(Given information begins)

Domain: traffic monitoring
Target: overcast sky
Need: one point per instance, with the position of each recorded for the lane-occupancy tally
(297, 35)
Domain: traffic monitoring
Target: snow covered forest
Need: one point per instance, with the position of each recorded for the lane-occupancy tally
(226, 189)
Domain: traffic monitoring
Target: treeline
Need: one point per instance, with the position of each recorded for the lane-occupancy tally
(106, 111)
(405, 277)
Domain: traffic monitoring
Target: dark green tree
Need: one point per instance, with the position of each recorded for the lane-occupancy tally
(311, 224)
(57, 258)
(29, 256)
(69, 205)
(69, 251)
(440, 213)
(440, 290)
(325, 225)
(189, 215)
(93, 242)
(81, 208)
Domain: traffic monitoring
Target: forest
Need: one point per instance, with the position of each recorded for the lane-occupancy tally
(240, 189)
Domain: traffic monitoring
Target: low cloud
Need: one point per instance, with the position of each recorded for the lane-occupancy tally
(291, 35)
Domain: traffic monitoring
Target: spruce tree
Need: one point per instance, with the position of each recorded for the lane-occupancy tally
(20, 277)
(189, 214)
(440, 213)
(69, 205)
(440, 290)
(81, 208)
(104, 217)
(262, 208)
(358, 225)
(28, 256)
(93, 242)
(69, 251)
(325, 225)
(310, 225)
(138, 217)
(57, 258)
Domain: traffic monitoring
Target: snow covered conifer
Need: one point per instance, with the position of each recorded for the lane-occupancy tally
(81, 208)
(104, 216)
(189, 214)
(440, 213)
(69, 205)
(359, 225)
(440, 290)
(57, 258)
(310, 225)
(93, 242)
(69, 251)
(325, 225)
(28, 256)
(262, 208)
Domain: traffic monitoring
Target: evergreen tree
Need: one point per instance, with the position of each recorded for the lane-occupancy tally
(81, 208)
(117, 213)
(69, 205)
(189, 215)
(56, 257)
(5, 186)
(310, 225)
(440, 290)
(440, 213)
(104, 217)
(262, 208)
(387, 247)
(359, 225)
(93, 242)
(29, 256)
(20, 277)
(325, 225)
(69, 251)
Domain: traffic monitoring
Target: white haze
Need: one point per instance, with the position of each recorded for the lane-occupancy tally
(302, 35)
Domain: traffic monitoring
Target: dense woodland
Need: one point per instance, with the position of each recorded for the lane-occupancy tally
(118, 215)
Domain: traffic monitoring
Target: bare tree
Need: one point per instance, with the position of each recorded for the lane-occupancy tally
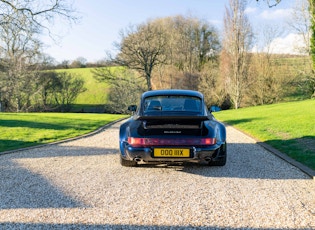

(Given information ends)

Exercise ▸ What is needed is a verbatim copy of the entries, leaving out any pictures.

Answer box ▸
Domain: traffic monitoring
Target: overcast sky
Need: one point per instance, with the position of each recorded for the lane-occupancy tally
(297, 35)
Domain: traffic monitoring
Target: snow covered forest
Need: one point per instance, with the position of each recorded for the lane-occupancy tally
(226, 189)
Domain: traffic monitoring
Target: treeline
Need: one point per instance, with the position of each recorded for the lane-occupancy tally
(106, 111)
(405, 277)
Domain: traffic monitoring
Target: dark green tree
Need: one point per instance, with the position of each recorded for the lane-occupancy tally
(311, 224)
(57, 258)
(29, 256)
(69, 205)
(69, 251)
(440, 213)
(440, 290)
(325, 225)
(189, 215)
(93, 242)
(81, 208)
Domain: traffic monitoring
Target: forest
Need: one point per instance, with the position of each recorded for the lane-occupancy tally
(240, 189)
Domain: traffic monitoring
Target: low cloud
Need: one point per instance, with the position of each recorded for the lane-occupancy tally
(291, 35)
Domain: traffic monitoring
Target: spruce tree
Need: one point per instance, with the position of each recorded for the lane-occupancy tally
(20, 277)
(189, 214)
(440, 213)
(69, 205)
(440, 290)
(81, 208)
(104, 217)
(262, 208)
(358, 225)
(28, 256)
(93, 242)
(69, 251)
(325, 225)
(310, 225)
(138, 217)
(57, 258)
Domain: traffic monitoring
Target: snow covered conifer
Need: one point per instance, with the position of each recorded for the lane-occupancy tally
(81, 208)
(104, 216)
(189, 214)
(440, 213)
(69, 205)
(359, 225)
(440, 290)
(57, 258)
(310, 225)
(93, 242)
(69, 251)
(325, 225)
(28, 256)
(262, 208)
Domain: traffic monitoring
Target: evergreen tree
Need: one point per instance, with the position of each recorded for the lane-occupancy tally
(81, 208)
(117, 213)
(69, 205)
(189, 215)
(56, 257)
(5, 186)
(310, 225)
(440, 290)
(440, 213)
(104, 217)
(262, 208)
(387, 247)
(359, 225)
(93, 242)
(29, 256)
(20, 277)
(325, 225)
(69, 251)
Domain: traffic monitoring
Target: white haze
Need: one point per instance, with the position of each recorded for the lane-occupancy tally
(302, 35)
Domain: traffic monitoring
Target: dense woodland
Need: one point per instance, with the position of each recorded for the lane-occupancy tally
(118, 215)
Domain: traffic monitoring
Target: bare tree
Need: one point per instance, with the position of each recorded for the lane-occupancy tally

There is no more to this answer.